§ **ROWS**
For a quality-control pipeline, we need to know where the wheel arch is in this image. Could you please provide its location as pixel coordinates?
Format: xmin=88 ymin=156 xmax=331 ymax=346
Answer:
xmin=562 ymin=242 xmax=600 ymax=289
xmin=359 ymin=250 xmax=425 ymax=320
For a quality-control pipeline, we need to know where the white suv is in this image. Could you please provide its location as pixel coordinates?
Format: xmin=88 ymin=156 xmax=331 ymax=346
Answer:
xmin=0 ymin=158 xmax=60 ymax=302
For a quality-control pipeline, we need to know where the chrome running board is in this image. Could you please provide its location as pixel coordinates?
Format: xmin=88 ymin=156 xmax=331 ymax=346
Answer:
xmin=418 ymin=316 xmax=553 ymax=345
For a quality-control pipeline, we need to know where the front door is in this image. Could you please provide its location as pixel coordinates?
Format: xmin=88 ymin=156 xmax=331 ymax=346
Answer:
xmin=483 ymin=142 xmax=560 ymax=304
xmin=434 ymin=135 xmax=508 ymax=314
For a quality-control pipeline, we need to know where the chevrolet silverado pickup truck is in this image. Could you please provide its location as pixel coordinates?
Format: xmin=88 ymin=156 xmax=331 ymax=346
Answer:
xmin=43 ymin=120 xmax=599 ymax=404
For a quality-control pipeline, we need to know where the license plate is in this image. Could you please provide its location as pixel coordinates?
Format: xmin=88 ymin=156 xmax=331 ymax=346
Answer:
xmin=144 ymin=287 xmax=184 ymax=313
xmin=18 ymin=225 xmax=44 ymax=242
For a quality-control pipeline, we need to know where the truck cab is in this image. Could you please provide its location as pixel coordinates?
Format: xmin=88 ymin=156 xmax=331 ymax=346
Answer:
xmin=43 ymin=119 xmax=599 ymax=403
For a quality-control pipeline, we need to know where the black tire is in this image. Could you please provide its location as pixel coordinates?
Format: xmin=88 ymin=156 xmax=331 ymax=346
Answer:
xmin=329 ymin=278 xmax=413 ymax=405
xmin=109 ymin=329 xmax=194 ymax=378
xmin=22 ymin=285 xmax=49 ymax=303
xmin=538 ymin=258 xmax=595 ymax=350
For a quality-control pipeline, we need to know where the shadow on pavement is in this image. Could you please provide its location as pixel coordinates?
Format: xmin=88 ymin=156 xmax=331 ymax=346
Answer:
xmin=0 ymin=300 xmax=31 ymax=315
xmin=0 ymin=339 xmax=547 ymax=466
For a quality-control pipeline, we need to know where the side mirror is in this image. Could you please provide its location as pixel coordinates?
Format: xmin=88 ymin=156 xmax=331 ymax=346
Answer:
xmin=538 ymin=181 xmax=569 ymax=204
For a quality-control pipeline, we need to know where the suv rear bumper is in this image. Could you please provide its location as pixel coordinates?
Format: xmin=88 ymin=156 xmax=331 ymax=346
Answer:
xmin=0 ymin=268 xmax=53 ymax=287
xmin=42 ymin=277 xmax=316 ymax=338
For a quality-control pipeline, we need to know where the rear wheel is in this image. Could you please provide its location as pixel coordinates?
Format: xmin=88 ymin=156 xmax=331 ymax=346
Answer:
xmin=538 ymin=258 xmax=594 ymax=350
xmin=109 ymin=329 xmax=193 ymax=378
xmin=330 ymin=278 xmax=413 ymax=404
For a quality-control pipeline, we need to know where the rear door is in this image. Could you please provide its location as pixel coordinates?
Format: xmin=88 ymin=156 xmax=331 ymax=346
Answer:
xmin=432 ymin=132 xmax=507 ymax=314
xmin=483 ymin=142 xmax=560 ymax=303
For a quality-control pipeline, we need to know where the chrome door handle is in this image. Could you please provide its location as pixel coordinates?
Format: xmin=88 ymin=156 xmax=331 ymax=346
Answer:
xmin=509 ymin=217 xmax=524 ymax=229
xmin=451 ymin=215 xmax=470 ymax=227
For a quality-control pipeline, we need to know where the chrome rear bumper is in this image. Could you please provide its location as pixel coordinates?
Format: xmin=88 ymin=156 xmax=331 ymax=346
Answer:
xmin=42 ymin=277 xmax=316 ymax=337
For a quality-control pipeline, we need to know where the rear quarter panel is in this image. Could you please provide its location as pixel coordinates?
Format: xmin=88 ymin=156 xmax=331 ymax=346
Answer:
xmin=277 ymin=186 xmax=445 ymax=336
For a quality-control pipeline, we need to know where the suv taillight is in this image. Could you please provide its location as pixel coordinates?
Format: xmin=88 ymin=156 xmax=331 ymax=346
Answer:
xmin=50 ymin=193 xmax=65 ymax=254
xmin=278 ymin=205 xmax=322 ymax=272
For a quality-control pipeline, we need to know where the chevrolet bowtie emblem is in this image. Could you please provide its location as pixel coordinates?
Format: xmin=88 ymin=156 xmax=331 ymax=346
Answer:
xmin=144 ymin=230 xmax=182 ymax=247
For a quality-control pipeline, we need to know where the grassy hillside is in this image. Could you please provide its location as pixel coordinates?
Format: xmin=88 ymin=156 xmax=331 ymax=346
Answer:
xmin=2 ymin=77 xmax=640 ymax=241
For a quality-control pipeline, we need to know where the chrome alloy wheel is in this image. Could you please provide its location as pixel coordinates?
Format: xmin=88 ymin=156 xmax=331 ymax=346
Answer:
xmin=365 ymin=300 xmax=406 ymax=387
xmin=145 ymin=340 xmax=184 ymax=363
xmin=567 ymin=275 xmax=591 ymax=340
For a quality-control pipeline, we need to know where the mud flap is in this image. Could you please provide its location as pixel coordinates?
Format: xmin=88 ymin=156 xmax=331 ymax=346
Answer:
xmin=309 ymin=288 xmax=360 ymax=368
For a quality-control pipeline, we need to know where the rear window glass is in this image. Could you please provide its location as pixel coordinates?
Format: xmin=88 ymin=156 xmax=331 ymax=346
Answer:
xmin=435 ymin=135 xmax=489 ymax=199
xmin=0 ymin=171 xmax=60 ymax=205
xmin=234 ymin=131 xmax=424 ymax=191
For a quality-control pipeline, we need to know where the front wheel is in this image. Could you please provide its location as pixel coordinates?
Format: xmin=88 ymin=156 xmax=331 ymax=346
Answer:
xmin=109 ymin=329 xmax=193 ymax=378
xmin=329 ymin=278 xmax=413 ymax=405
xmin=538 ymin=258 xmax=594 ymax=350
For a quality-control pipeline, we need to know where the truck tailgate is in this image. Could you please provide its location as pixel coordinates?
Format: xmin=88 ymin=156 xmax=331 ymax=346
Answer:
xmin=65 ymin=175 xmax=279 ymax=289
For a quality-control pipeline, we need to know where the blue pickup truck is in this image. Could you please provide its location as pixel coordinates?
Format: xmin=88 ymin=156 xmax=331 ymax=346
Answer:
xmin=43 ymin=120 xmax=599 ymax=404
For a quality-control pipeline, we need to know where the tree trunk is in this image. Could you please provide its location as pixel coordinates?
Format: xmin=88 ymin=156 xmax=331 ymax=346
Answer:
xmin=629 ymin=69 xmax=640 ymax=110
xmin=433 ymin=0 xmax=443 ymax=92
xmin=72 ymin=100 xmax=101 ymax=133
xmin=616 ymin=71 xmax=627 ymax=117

§ **PROBLEM TO SOLVE**
Rewrite all of the lines above so that "quality-control pipeline" becomes "inspection workflow", with nothing else changed.

§ **CORRECT RESULT**
For a inspection workflow, we need to know where the wheel arch is in this image. Could you please provide its location as pixel coordinates?
Format: xmin=88 ymin=156 xmax=331 ymax=346
Answer:
xmin=562 ymin=242 xmax=600 ymax=289
xmin=359 ymin=250 xmax=425 ymax=320
For a inspection workflow, we need to know where the white suv is in this image. Could you please provide its location as pixel coordinates?
Format: xmin=88 ymin=156 xmax=331 ymax=346
Answer:
xmin=0 ymin=158 xmax=60 ymax=302
For a inspection workflow, we need to know where the chrome running board is in this image. Could you please provide its location as pixel coordinates?
Format: xmin=88 ymin=156 xmax=331 ymax=346
Answer:
xmin=418 ymin=316 xmax=553 ymax=345
For a inspection workflow, we need to know where the front door is in this image. Could you please provide its location as pixel coordinates?
Format: xmin=88 ymin=156 xmax=331 ymax=346
Answer:
xmin=483 ymin=142 xmax=560 ymax=304
xmin=434 ymin=135 xmax=508 ymax=314
For a inspection workflow, we need to know where the chevrolet silverado pickup truck is in this image. Could you please provide its location as pixel coordinates?
Format: xmin=88 ymin=156 xmax=331 ymax=346
Answer:
xmin=43 ymin=120 xmax=599 ymax=404
For a inspection workflow, we need to know where the license plate is in this image. Could you please provide its location as pixel coordinates?
Format: xmin=88 ymin=156 xmax=331 ymax=346
Answer:
xmin=144 ymin=287 xmax=184 ymax=313
xmin=18 ymin=225 xmax=44 ymax=242
For a inspection workflow, we need to know where the truck cab is in this image. Could you please provide its location as pixel coordinates?
Format: xmin=88 ymin=156 xmax=331 ymax=346
Answer:
xmin=43 ymin=119 xmax=599 ymax=403
For a inspection workflow, we need to know where the black tire is in this image. Could you please provide its location as pixel coordinates?
Format: xmin=88 ymin=156 xmax=331 ymax=346
Answer:
xmin=329 ymin=278 xmax=413 ymax=405
xmin=109 ymin=329 xmax=194 ymax=378
xmin=22 ymin=285 xmax=49 ymax=303
xmin=538 ymin=258 xmax=595 ymax=350
For a inspection workflow, we need to know where the shadow on pavement is in this image. Could you please provide its location as pixel coordinates?
Format: xmin=88 ymin=156 xmax=331 ymax=346
Answer:
xmin=0 ymin=300 xmax=31 ymax=315
xmin=0 ymin=339 xmax=547 ymax=466
For a inspection workflow, we need to know where the side mirror is in this image. Could you please provide its location as pixel coordinates?
Format: xmin=88 ymin=156 xmax=331 ymax=346
Answer:
xmin=538 ymin=181 xmax=569 ymax=204
For a inspection workflow, we need to know where the suv rear bumper is in this image. Could you please provide its location as pixel coordinates?
Format: xmin=88 ymin=156 xmax=331 ymax=346
Answer:
xmin=0 ymin=268 xmax=53 ymax=287
xmin=42 ymin=277 xmax=316 ymax=338
For a inspection workflow, we need to know where the rear wheel is in this image. Could you please provide its location as pixel coordinates?
Format: xmin=88 ymin=156 xmax=331 ymax=346
Answer:
xmin=538 ymin=258 xmax=594 ymax=350
xmin=109 ymin=329 xmax=193 ymax=378
xmin=330 ymin=278 xmax=413 ymax=404
For a inspection workflow, we need to know where the rear door is in this image. Could you please provide its location as pixel coordinates?
Format: xmin=88 ymin=156 xmax=331 ymax=346
Answer:
xmin=432 ymin=132 xmax=507 ymax=314
xmin=483 ymin=142 xmax=560 ymax=303
For a inspection workflow, we need to know where the chrome door handle is in this image. Could you please provide its location as pixel coordinates?
Format: xmin=88 ymin=156 xmax=331 ymax=346
Answer:
xmin=509 ymin=217 xmax=524 ymax=229
xmin=451 ymin=215 xmax=470 ymax=227
For a inspection workflow, we need to know where the chrome rear bumper is in this image. Could you please provide its location as pixel coordinates?
Format: xmin=88 ymin=156 xmax=331 ymax=346
Answer:
xmin=42 ymin=277 xmax=316 ymax=337
For a inspection workflow, we need to know where the rear quarter panel is in this image. Could you please provide its location as pixel coordinates?
Format: xmin=88 ymin=156 xmax=331 ymax=346
Answer:
xmin=277 ymin=186 xmax=445 ymax=336
For a inspection workflow, we need to know where the suv taillight is in this image. Could you please provide its location as pixel coordinates?
Format: xmin=88 ymin=156 xmax=331 ymax=346
Answer:
xmin=50 ymin=193 xmax=65 ymax=254
xmin=278 ymin=205 xmax=322 ymax=272
For a inspection workflow, we need to know where the chevrolet bowtie emblem is in this image. Could you please provide its location as pixel coordinates?
Format: xmin=88 ymin=156 xmax=331 ymax=346
Answer:
xmin=144 ymin=230 xmax=182 ymax=247
For a inspection workflow, we need to know where the grassy hillside is in this image. Could you please provide its location as pixel coordinates?
Format: xmin=88 ymin=156 xmax=331 ymax=346
Answer:
xmin=2 ymin=77 xmax=640 ymax=241
For a inspection workflow, we need to know where the chrome alloy wheel is in this image. Could you please provide its location as pixel coordinates?
Format: xmin=88 ymin=156 xmax=331 ymax=346
Answer:
xmin=365 ymin=300 xmax=406 ymax=387
xmin=145 ymin=340 xmax=184 ymax=363
xmin=567 ymin=275 xmax=591 ymax=340
For a inspection workflow, we need to know where the mud flap is in this image. Could you please provide its location as pixel coordinates?
Format: xmin=88 ymin=156 xmax=331 ymax=346
Answer:
xmin=309 ymin=288 xmax=360 ymax=368
For a inspection workflow, we need to know where the rear window glass is in this image. Could you please provide its location as pixel coordinates?
Format: xmin=88 ymin=156 xmax=331 ymax=346
Answer:
xmin=435 ymin=135 xmax=489 ymax=199
xmin=0 ymin=171 xmax=60 ymax=205
xmin=234 ymin=131 xmax=424 ymax=191
For a inspection workflow, we need to know where the front wheel is in this image. Could you please provide its location as pixel coordinates?
Format: xmin=88 ymin=156 xmax=331 ymax=346
Answer:
xmin=109 ymin=329 xmax=193 ymax=378
xmin=329 ymin=278 xmax=413 ymax=405
xmin=538 ymin=258 xmax=594 ymax=350
For a inspection workflow, we need to know where the truck tailgate is in this image. Could you please provide its location as pixel coordinates?
Format: xmin=88 ymin=156 xmax=331 ymax=346
Answer:
xmin=65 ymin=175 xmax=279 ymax=289
For a inspection workflow, we need to know where the blue pickup truck is in this image. Could you please provide its location as pixel coordinates?
Format: xmin=88 ymin=156 xmax=331 ymax=346
Answer:
xmin=43 ymin=120 xmax=599 ymax=404
For a inspection workflow, we need to know where the tree trunk is in this image. Could you please provide its location as pixel coordinates?
Format: xmin=88 ymin=156 xmax=331 ymax=346
Answer:
xmin=629 ymin=69 xmax=640 ymax=110
xmin=433 ymin=0 xmax=443 ymax=92
xmin=72 ymin=100 xmax=101 ymax=133
xmin=616 ymin=71 xmax=627 ymax=117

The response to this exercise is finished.